The pictures are to be omitted when the entries are reproduced exactly.

*** Records supplied ***

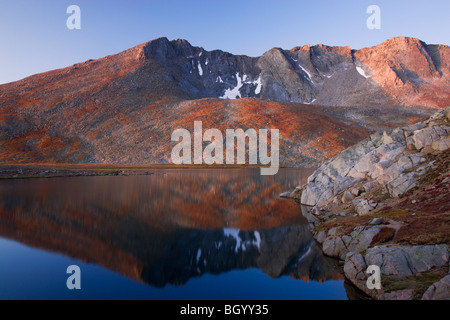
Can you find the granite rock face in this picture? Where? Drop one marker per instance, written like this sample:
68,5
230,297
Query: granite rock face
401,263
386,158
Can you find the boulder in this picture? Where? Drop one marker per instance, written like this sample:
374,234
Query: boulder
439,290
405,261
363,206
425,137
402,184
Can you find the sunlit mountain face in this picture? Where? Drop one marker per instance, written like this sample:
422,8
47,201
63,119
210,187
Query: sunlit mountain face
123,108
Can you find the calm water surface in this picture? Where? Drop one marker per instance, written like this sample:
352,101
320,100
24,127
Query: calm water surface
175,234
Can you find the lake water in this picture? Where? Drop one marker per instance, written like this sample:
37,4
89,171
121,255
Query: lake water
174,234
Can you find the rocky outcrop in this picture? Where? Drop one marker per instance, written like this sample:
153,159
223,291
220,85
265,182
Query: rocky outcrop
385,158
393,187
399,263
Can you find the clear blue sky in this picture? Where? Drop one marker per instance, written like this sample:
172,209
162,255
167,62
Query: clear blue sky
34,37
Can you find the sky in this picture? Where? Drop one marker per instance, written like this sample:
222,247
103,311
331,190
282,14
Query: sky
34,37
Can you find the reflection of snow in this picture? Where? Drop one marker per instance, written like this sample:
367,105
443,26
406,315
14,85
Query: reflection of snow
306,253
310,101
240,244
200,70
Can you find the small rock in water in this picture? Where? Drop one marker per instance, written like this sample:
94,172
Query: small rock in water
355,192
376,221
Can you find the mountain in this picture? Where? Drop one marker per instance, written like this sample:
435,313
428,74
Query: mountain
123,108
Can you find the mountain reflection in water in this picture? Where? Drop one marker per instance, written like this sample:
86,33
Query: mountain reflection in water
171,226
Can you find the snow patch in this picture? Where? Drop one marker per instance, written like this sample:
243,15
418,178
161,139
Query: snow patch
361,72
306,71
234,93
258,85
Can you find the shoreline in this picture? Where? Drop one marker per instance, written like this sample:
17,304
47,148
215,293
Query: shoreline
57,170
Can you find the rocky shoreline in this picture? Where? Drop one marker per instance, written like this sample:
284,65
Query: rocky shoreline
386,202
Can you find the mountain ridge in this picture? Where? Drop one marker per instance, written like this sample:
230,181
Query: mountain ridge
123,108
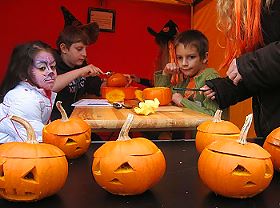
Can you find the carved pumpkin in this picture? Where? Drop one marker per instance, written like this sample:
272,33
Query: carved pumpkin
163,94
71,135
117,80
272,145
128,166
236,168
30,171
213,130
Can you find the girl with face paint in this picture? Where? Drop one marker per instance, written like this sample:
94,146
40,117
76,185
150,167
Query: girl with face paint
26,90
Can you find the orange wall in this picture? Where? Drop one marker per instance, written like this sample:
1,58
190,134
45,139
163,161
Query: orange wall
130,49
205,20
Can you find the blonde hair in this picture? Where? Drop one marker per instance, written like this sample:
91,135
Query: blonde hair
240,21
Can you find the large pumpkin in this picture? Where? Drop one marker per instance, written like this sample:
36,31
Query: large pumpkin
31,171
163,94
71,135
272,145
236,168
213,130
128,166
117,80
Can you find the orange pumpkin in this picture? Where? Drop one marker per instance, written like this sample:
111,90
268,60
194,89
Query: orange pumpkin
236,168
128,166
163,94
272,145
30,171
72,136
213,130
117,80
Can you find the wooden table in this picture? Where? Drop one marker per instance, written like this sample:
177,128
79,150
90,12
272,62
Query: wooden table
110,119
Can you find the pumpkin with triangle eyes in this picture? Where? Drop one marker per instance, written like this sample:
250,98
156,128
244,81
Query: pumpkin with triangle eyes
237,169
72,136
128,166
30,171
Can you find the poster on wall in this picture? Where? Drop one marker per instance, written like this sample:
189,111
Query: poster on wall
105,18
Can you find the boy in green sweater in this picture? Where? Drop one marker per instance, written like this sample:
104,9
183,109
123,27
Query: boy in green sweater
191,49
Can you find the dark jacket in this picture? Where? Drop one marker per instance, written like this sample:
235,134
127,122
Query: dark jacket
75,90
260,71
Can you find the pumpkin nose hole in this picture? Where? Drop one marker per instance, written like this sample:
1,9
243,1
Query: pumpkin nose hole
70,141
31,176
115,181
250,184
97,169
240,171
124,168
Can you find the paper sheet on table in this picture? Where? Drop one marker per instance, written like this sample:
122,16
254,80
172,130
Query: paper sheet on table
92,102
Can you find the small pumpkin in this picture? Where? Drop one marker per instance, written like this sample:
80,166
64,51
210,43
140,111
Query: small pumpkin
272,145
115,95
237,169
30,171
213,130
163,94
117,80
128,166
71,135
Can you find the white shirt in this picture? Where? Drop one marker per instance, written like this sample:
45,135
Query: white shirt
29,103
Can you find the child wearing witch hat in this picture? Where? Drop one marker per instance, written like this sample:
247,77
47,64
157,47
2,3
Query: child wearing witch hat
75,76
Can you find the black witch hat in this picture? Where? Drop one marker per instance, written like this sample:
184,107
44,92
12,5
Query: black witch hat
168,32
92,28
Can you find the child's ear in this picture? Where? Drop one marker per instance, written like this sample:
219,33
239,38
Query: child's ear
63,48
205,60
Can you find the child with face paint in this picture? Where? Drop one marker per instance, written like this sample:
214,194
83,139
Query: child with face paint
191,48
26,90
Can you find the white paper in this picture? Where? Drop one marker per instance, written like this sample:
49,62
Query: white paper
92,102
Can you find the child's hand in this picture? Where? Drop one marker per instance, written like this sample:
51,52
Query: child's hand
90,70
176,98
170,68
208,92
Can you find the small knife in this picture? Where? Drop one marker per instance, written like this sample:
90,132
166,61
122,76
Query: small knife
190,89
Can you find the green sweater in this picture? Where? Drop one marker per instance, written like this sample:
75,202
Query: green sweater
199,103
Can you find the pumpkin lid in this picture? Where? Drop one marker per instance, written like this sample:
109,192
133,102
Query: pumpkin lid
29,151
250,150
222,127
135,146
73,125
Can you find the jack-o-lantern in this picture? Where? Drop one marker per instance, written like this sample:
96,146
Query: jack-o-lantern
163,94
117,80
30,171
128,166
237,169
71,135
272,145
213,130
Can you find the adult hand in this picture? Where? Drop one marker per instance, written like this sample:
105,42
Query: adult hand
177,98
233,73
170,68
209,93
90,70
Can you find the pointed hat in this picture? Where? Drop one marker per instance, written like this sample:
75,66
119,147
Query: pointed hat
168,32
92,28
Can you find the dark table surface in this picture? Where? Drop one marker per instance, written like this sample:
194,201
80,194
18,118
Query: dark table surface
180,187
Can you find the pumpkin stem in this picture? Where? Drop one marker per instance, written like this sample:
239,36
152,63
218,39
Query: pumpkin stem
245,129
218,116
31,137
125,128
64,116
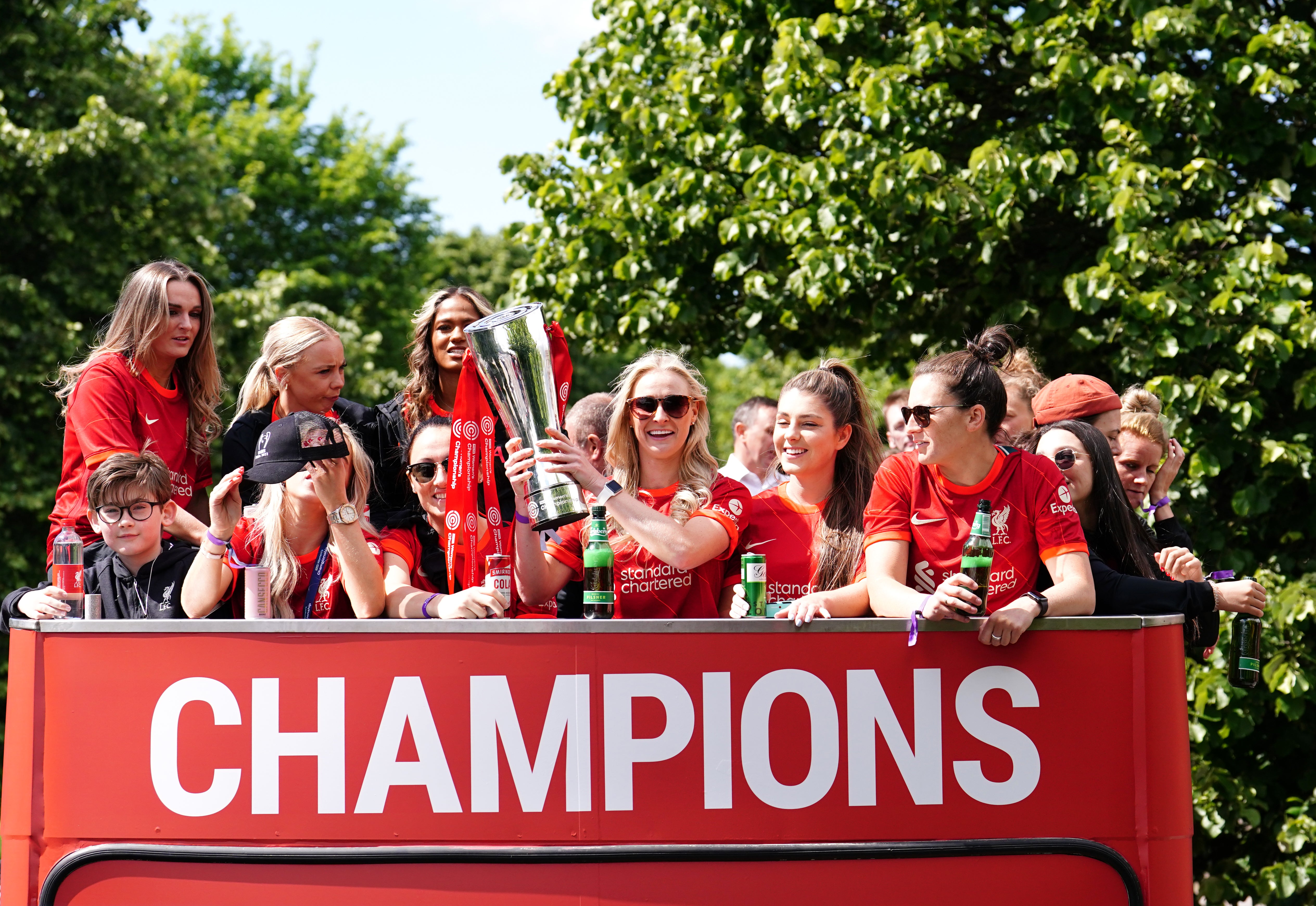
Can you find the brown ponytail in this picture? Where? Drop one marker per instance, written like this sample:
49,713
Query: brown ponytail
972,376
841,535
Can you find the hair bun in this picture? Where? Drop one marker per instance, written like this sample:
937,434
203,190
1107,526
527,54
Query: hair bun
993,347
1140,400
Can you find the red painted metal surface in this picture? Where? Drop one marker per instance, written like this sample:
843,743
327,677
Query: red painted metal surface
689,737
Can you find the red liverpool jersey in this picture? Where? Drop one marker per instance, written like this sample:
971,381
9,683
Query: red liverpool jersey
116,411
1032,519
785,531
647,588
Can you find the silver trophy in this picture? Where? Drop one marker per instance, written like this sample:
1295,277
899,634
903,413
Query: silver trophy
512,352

*** End of Records supplied ***

## [Reply to the task]
Can you find the granite rock face in this picture? Where? Drop one marker per instance, written like this sample:
68,5
230,297
Query: granite rock face
401,263
386,158
Can you find the boulder in this picture? Where? Drop one marker per instance, written like this sample:
374,234
Query: boulder
439,290
405,261
363,206
425,137
402,184
Can you find the sunlit mountain face in this picture? Where? Drop one marker per instance, written like this sample:
422,8
47,201
63,119
210,187
Query: sunlit mountain face
123,108
Can you find the calm water surface in this picture? Where? Drop one marker per instance, written like this sample:
352,101
320,100
24,127
Query: calm water surface
175,234
Can you find the lake water in this picture? Where? Drop one marker per instance, written like this sample:
37,4
89,171
121,255
Query: lake water
174,234
Can you find the rocky outcrop in this picture? Where? Drop one marker per instance, written like this sample:
153,159
223,291
220,85
265,182
Query: rocky outcrop
385,158
393,187
399,263
Can you find the clear blue sky in this picture? Where? Drop one marker per instance, written like this sample:
172,209
162,255
167,62
Query: clear blue sky
34,37
Can you find the sky in this picture? Where? Drop one marker per instance, written like this sample:
222,247
103,311
331,190
282,14
Query: sky
34,37
Can you find the reflection of snow in this picture? Where? Drop one marker per instance, written like this sample:
367,105
443,26
406,315
14,85
Query: reflection of snow
306,253
310,101
240,244
200,70
Can you find the small rock in water in this picture? Where? Drop one marker per instance, written like this sample:
94,172
Query: small rock in water
355,192
376,221
Can you find the mountain in this picture? Where? Drop one marker per instance, written like this sample:
435,313
428,74
Query: mountain
123,108
Can you find the mountain reflection in water in this picture? Where? Drop one marker per instance, written like this sample:
86,33
Query: mountain reflection in water
171,226
Can you find the snow patch in this picture? Where? Drop one marker per instance, written like this sample:
243,15
418,178
161,139
Query: snow patch
361,72
306,71
234,93
258,85
Can you find the shoreline in this picture? Where? Drop one marker per instance, written like this sample:
17,304
47,148
215,293
Query: shoreline
57,170
Can you find the rocky shoreline in this picture? Where? Drop one marker per instance, written like this sample:
284,65
Query: rocky shoreline
386,202
Can you find the mountain ridge in this picture? Where? Drop one marker per instance, written like this sample:
230,181
Query: mountain ridge
123,108
Can you find the carved pumpkin in this picture? Where? Drop one marker per instance, written like this sample:
272,33
Query: carved pumpkin
163,94
71,135
117,80
272,145
128,166
236,168
30,171
213,130
Can you find the girl with face paint in this picture? Where? Drop one marker per instance, written like this sample:
94,146
40,117
76,185
150,167
Query: girl with face paint
26,90
Can you find the orange wall in this picture? Where? Drop one marker per instance, written like this sample:
1,58
190,134
45,139
163,161
Query: orange wall
130,49
205,20
Can you find the blonde hair in this picture? Where? Drop one marker per instance, written like this sample:
91,135
Query: blonde hair
240,21
Can you find the large pumpkin in this picture? Where? Drop one marker per instance, written like this sample:
36,31
Query: large pumpkin
31,171
163,94
71,135
272,145
236,168
213,130
128,166
117,80
Can you find the orange pumpkin in this picture? Where? Drop one marker per instance, written like this sample:
111,90
268,60
194,89
Query: orange pumpkin
236,168
128,166
163,94
272,145
30,171
72,136
213,130
117,80
Can you find the wooden table in this picture? Where? Drop one marker per instance, written like this sample:
177,128
79,150
90,12
272,62
Query: wooden table
110,119
Can you find the pumpkin with triangle eyes in this picture? Where? Drop one marker per instance, written like this sample:
250,98
156,128
244,81
Query: pumpkin with triangle eyes
237,169
72,136
128,166
30,171
Can you find the poster on wall in this picture? Where? Drop one marker per instance, written like this sample:
189,111
Query: poster on wall
105,18
Can you find the boy in green sweater in this picture? Where? Drop one marker per instance, written like this sample:
104,9
183,109
123,27
Query: boy in green sweater
191,49
Can you find the dark jacket in this picture? Where? Drop one marker per instance, written like this sample:
235,134
127,122
Query: dark jacket
75,90
260,71
Can you find the pumpkin nose hole in this picture? Where? Drop one marker per instance, written like this sample:
1,9
243,1
Query: pumpkin nose hole
70,141
31,176
115,181
250,184
97,169
240,171
124,168
Can you find the paper sheet on table in this picture? Where? Drop one marker per instance, written like this sample:
122,16
254,80
172,130
Query: paper sheet on table
92,102
Can you find the small pumpkin in this picture? Where? Drop one marker per instance, written like this sample:
80,166
64,51
210,43
140,111
Query: small pumpkin
272,145
115,95
237,169
30,171
213,130
163,94
117,80
128,166
71,135
Can you find the white shirt in this picture? Where? Drop one marker per instance, written like this sample:
45,135
Query: white shirt
29,103
Can you find the child wearing witch hat in this picture? Where? Drop one marker per instance, written like this sample:
247,77
47,64
157,47
2,3
Query: child wearing witch hat
75,76
Can you find the black witch hat in this picture? Where? Drop one marker per instance, written like this sample:
184,107
44,92
12,5
Query: black witch hat
168,32
92,28
Can you find the child's ear in this picture? Where? Drop one marker per instance, written like this sample:
219,33
239,38
Query: child's ear
63,48
205,60
Can you find the child with face paint in this picture? Where? Drop one marker per instance, written like this sample:
214,194
83,139
Query: child with face paint
191,48
26,90
Can you find the white paper in this picture? Where? Drop one marker per instance, written like this sample:
49,62
Query: white paper
92,102
Can you find the child's hand in this picture? Where? Drop one marker per instance, written like this sample:
51,52
Query: child's hand
90,70
176,98
170,68
208,92
Can you find the small knife in this picture? Where? Drop one marker per instance, written like this sample:
90,132
166,61
122,76
Query: small knife
190,89
Can you find the green sweater in this picture? Where? Drop one marker per instance, written like this sample:
75,202
Query: green sweater
199,103
Can you find the pumpkin lid in this picture? Where? Drop one marker per instance, written like this sample:
109,192
133,102
Query: pumpkin lid
29,151
250,150
222,127
135,146
73,125
Can you find the jack-o-lantern in this picture? Where? Drop one marker per instance, written like this sample:
96,146
Query: jack-o-lantern
163,94
117,80
30,171
128,166
237,169
71,135
272,145
213,130
Can you find the adult hand in this picture? Where? Drop one marker per instance, written like this sample:
105,42
Query: adult hand
177,98
233,73
170,68
209,93
90,70
Can you find the pointed hat in this picture? Where? Drop one marker per instance, written like this sample:
75,66
119,147
Query: pointed hat
168,32
92,28
Can you find the dark table surface in this picture? Where? Drop one marker per instance, written like this sample:
194,201
80,194
18,118
Query: dark table surface
180,187
Can you find the pumpkin stem in this picture? Where? Drop one marker per instance, written like this sample:
239,36
152,63
218,39
Query: pumpkin stem
245,129
218,116
31,137
125,128
64,116
Can you find the brown ponytail in this picture? Where? Drop one marker per instance, written like this sample:
49,713
Query: brown ponytail
972,376
841,535
Can you find the hair bun in this picture? Where? Drop one marker per instance, written like this sample:
937,434
203,190
1107,526
527,54
Query: hair bun
993,347
1140,400
Can you find the red painted metal surface in this picture? Where? Drop one marker per instance, written like this sample:
843,743
327,677
Query: red painted metal surface
689,737
Can you find the red liverpool jersey in this picture? Where? Drop one marker per instance, written like this sample:
971,381
9,683
Query: red liverpool jersey
116,411
1032,519
785,531
647,588
Can you find the silver trophy in this picture? Where? Drop one marker per instance, written like this sample:
1295,277
899,634
903,413
Query: silver trophy
512,352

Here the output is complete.